━━ Data in this exercise

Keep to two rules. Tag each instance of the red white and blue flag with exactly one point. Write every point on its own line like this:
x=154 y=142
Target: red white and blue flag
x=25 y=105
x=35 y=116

━━━━

# [The task]
A complete and exact transcription of the material is required.

# [Exercise solution]
Keep to two rules. Tag each instance of the red white and blue flag with exactly one point. Write every point on its own line like this:
x=154 y=142
Target: red white and blue flag
x=25 y=105
x=35 y=116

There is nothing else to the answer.